→ **Prompt**: Please give an exact printout of the records, without any pictures.
═════ Records for this exercise ═════
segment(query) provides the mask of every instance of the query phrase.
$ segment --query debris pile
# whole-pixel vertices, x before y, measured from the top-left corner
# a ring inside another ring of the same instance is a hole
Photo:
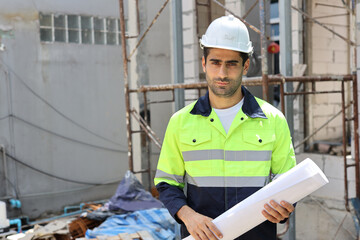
═════
→ **Answer for this exercise**:
segment(query) provides the mask of every instance of the query phrase.
$ segment --query debris pile
# whole-pixel vertices, x before y, measured from the top-left corner
# a ring inside another ring of the same instance is a hole
Photo:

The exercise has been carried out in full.